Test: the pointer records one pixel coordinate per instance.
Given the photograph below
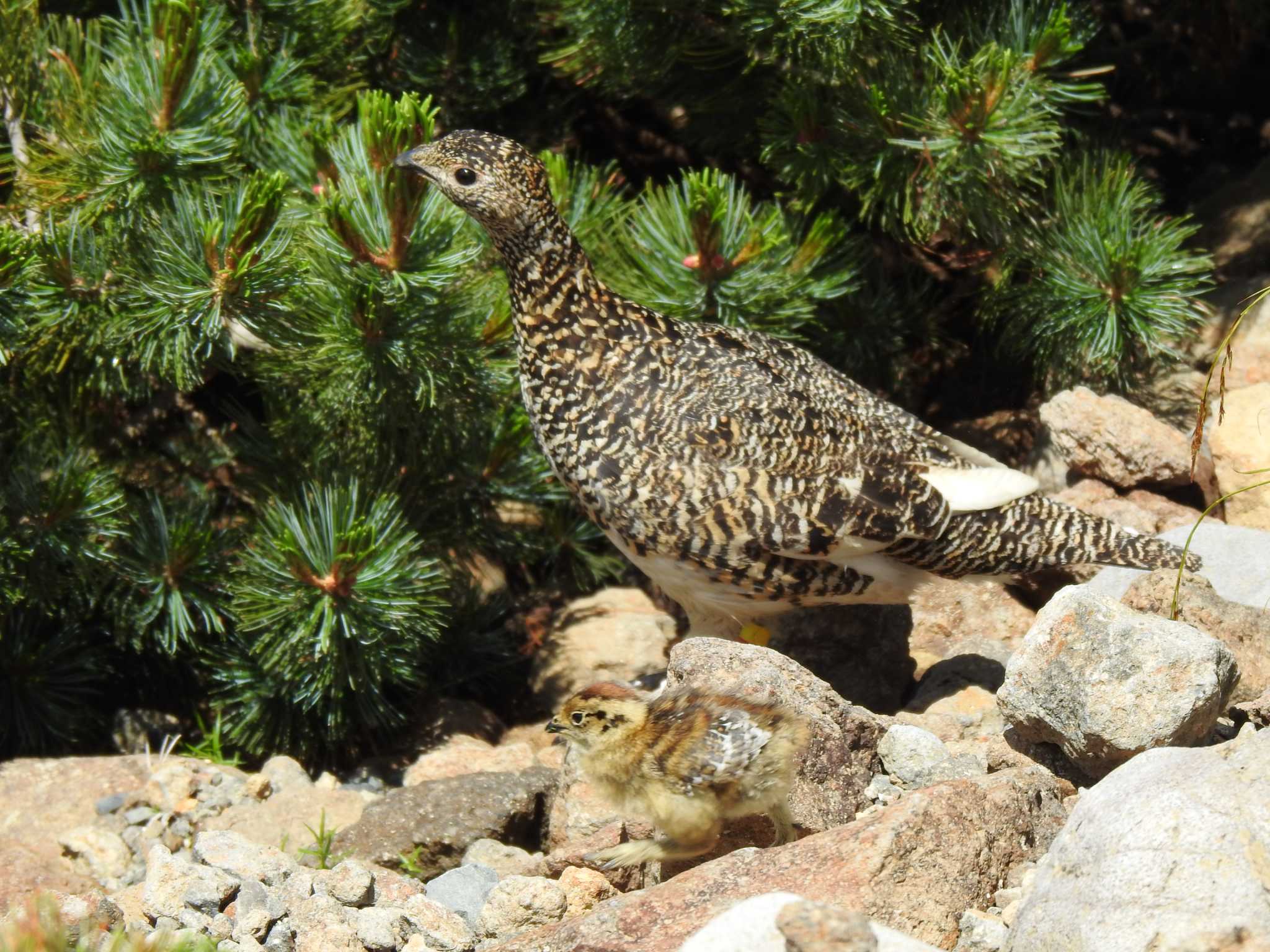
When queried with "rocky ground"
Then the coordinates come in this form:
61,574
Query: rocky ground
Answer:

WHAT IS NEEDED - Look through the entries for the string "rocky". Every line that has it belongs in the answer.

SOLUTION FOR THIS TASK -
When queried with "rocky ground"
Query: rocky ground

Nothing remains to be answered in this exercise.